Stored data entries
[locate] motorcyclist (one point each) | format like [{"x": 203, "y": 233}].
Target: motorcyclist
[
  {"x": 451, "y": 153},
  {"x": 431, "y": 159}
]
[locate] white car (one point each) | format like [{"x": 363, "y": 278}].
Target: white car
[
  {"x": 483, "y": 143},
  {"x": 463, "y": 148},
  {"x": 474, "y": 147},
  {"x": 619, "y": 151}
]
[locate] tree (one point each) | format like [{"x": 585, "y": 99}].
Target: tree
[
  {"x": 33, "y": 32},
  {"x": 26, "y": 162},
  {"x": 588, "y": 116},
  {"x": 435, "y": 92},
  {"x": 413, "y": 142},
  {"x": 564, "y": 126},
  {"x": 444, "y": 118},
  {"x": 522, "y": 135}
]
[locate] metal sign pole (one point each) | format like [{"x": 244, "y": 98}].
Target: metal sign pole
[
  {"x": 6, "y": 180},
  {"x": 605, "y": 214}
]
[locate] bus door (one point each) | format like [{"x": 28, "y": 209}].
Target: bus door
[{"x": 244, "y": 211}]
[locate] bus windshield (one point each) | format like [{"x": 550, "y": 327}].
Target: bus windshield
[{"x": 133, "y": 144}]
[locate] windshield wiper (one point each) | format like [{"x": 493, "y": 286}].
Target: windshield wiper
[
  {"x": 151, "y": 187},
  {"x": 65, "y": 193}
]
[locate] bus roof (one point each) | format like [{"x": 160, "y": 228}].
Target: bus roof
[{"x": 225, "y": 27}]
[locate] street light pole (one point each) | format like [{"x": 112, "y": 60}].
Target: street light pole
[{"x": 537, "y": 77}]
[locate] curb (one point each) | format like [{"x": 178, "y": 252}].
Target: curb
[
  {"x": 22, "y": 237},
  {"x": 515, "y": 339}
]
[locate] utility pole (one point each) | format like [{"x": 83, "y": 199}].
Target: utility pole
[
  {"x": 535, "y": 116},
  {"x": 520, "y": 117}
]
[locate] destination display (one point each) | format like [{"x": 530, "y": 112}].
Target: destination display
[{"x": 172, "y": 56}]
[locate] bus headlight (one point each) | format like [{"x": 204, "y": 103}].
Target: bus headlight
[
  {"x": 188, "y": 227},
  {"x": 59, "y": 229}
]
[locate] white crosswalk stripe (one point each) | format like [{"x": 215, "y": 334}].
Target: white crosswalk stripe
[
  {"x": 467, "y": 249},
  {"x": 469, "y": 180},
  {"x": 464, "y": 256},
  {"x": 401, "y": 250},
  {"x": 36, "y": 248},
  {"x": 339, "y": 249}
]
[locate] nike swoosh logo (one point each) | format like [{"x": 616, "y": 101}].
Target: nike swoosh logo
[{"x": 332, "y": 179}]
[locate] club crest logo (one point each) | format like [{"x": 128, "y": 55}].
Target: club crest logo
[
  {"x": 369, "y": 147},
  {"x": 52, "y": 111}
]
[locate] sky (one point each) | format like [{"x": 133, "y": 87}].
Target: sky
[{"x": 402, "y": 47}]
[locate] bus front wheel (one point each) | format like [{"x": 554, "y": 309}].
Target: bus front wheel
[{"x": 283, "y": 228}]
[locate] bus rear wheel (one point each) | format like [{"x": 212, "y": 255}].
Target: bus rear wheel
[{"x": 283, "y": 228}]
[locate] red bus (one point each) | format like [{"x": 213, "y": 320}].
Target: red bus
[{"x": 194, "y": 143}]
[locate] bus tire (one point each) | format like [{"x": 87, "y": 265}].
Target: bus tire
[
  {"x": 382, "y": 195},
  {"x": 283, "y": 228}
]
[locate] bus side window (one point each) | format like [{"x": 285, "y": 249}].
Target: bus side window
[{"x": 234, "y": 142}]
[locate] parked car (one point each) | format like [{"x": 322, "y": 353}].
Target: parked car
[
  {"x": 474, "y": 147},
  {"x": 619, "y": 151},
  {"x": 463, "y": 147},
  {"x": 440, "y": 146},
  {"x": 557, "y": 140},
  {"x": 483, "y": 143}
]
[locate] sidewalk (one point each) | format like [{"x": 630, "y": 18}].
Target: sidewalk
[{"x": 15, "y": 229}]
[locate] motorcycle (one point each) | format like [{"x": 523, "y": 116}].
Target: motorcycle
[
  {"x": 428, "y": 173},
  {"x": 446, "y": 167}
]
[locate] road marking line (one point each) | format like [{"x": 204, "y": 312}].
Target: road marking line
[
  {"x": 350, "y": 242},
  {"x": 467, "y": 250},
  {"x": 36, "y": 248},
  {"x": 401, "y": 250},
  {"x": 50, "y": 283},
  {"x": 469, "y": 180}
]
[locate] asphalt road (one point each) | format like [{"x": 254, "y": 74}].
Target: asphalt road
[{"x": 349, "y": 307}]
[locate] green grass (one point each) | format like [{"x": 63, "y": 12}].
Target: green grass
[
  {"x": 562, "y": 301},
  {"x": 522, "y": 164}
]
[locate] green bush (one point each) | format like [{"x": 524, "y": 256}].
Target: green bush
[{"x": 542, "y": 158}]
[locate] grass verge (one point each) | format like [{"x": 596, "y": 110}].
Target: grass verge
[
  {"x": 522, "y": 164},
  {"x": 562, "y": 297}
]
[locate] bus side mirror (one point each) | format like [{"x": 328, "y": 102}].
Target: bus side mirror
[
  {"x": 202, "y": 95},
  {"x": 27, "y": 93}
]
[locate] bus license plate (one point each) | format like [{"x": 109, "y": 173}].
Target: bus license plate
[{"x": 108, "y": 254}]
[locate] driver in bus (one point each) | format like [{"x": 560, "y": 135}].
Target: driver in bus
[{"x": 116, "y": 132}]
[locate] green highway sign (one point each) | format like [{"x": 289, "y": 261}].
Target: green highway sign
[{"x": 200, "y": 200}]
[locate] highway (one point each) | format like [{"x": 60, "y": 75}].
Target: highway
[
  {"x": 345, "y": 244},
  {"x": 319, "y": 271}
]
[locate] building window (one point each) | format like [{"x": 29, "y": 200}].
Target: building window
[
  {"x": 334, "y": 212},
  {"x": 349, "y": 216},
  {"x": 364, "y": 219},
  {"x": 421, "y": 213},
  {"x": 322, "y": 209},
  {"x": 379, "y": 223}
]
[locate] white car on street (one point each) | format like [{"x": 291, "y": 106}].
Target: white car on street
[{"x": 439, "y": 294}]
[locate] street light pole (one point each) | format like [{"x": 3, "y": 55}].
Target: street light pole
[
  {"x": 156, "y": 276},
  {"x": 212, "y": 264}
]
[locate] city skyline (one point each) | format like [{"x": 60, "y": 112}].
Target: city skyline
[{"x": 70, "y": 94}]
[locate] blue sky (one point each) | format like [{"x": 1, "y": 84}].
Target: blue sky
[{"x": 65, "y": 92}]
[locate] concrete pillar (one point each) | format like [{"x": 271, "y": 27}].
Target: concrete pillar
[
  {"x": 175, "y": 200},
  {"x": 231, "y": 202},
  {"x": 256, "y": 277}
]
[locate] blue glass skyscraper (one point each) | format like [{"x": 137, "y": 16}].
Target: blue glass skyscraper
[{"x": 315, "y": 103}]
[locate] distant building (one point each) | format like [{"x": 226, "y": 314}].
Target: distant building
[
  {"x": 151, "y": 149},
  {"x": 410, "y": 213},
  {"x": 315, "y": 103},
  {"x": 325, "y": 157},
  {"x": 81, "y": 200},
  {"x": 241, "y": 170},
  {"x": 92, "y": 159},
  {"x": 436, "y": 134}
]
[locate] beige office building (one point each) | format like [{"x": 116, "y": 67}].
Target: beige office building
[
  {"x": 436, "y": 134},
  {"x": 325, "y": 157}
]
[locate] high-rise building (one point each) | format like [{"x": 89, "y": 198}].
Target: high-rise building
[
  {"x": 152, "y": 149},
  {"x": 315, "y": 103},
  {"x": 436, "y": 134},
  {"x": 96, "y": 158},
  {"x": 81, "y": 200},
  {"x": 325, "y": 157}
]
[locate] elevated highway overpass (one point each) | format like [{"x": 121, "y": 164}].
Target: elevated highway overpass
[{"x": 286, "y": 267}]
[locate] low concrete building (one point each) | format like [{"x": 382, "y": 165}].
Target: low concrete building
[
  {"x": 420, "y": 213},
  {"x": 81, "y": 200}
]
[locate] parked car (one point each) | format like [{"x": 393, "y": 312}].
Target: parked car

Work to be completed
Return exactly, and only, the lines above starting at the line that contains "Target: motorcyclist" and ending at the line that contains "[locate] bus door".

Result of the task
Target: motorcyclist
[
  {"x": 451, "y": 153},
  {"x": 431, "y": 159}
]
[locate] white car (one point each) | format like [{"x": 363, "y": 278}].
Target: white car
[
  {"x": 483, "y": 143},
  {"x": 463, "y": 148},
  {"x": 474, "y": 147},
  {"x": 619, "y": 151}
]
[locate] tree (one point each) | format like [{"x": 585, "y": 99}].
Target: tree
[
  {"x": 33, "y": 32},
  {"x": 26, "y": 162},
  {"x": 588, "y": 116},
  {"x": 435, "y": 92},
  {"x": 413, "y": 142},
  {"x": 564, "y": 126},
  {"x": 444, "y": 118},
  {"x": 522, "y": 135}
]
[locate] metal sign pole (one point each) | format like [{"x": 244, "y": 98}].
Target: metal sign pole
[
  {"x": 6, "y": 180},
  {"x": 605, "y": 214}
]
[locate] bus door (one point each) | format like [{"x": 28, "y": 209}].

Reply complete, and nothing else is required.